(Point labels for objects)
☆ ☆ ☆ ☆ ☆

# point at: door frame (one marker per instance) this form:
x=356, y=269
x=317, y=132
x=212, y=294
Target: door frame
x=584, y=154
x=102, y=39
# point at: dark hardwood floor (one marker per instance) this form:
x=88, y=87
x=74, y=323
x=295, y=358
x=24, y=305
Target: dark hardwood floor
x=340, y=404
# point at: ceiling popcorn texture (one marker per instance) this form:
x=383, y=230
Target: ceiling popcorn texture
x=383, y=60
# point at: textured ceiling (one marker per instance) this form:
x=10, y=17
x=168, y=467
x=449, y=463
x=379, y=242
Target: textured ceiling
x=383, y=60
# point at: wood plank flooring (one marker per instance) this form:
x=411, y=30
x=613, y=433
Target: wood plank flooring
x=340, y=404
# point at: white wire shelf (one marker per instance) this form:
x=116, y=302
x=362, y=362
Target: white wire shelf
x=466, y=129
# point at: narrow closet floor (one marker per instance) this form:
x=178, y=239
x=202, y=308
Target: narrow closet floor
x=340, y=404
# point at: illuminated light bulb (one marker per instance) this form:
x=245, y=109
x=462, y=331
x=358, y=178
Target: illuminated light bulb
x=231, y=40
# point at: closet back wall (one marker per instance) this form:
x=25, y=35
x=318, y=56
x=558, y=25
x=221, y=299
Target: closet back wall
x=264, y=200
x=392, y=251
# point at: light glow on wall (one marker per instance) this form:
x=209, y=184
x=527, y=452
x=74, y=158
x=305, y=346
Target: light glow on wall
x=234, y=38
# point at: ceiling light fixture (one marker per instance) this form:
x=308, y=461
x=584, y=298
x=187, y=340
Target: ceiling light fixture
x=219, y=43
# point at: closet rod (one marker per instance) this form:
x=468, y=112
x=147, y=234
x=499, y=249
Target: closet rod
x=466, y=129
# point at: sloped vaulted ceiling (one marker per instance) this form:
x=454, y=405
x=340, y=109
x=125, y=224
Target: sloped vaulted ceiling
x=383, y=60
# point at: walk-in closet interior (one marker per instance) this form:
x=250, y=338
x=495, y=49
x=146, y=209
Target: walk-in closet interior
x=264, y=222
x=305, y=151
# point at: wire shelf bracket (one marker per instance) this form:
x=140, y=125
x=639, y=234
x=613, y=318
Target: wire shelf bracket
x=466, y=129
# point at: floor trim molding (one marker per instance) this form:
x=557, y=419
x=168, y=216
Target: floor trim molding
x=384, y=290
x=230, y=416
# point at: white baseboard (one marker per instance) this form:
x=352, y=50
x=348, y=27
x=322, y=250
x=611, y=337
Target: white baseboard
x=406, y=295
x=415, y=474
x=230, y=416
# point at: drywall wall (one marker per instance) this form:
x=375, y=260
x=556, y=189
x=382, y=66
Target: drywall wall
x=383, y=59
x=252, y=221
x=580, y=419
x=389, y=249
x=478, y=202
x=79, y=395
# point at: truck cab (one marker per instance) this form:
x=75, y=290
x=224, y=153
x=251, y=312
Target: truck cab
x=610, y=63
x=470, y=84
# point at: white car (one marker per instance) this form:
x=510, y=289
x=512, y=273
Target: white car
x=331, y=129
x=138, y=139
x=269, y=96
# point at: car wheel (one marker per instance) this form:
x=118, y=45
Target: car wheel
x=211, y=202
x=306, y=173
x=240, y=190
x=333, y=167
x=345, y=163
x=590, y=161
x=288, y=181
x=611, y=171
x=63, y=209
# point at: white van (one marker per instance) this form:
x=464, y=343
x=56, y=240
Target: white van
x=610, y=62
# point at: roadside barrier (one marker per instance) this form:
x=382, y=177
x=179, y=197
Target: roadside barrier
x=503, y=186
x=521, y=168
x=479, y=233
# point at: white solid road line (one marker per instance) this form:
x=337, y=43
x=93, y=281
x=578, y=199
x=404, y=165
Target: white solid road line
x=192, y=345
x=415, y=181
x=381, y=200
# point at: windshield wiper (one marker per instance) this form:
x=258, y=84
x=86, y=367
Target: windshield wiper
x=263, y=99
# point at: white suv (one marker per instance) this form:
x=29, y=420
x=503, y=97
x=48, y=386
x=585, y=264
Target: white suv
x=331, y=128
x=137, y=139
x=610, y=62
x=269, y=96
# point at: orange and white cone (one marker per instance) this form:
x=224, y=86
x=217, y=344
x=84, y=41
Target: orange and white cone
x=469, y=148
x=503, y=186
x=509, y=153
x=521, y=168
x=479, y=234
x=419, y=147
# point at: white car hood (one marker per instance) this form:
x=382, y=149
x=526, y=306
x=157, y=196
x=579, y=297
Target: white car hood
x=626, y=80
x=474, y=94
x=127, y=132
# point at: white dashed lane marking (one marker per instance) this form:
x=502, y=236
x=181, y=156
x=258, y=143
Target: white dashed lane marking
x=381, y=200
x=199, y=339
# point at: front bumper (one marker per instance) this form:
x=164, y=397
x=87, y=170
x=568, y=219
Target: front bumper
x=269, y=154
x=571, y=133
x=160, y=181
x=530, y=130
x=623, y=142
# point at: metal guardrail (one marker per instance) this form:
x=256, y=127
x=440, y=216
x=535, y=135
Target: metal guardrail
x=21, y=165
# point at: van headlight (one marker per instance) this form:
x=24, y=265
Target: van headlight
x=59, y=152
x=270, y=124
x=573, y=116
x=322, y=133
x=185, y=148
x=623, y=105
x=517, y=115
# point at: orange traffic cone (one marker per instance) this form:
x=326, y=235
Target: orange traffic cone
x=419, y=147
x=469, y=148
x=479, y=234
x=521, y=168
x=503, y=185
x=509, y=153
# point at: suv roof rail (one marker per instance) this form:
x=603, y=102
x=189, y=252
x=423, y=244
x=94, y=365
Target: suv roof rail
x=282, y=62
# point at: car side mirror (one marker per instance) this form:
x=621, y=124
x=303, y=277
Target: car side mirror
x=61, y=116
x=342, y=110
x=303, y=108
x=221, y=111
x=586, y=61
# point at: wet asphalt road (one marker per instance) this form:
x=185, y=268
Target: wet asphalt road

☆ ☆ ☆ ☆ ☆

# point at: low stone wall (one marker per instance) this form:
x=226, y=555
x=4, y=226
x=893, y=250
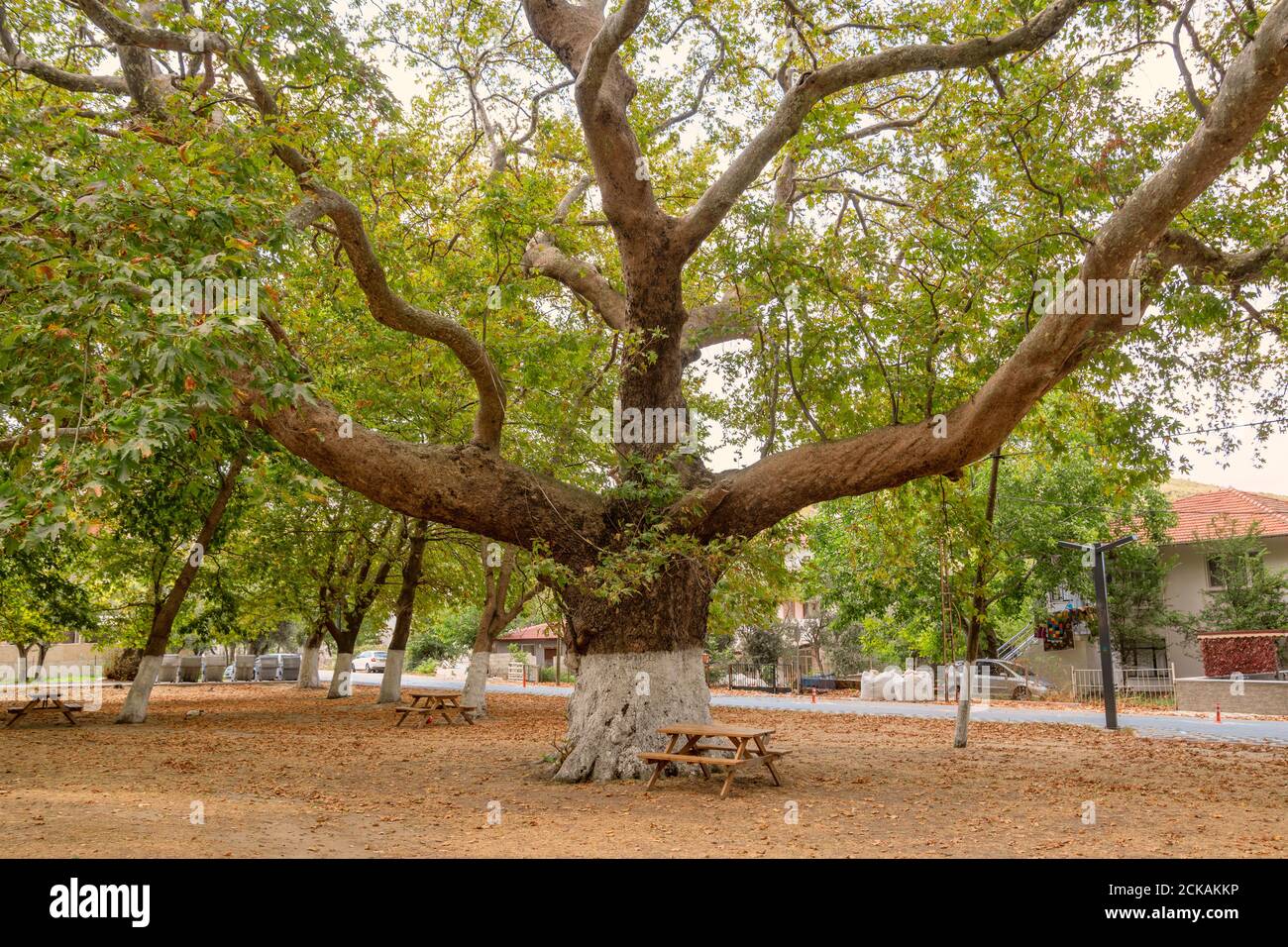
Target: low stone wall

☆ ☆ ☆ ☆ ☆

→ **Exercise task**
Reproduce verbatim every line between the line containing "# point at: light" and the line containing "x=234, y=38", including both of those lines.

→ **Exercise response**
# point at: light glow on wall (one marker per instance) this form:
x=209, y=184
x=527, y=452
x=74, y=158
x=305, y=346
Target: light glow on wall
x=234, y=38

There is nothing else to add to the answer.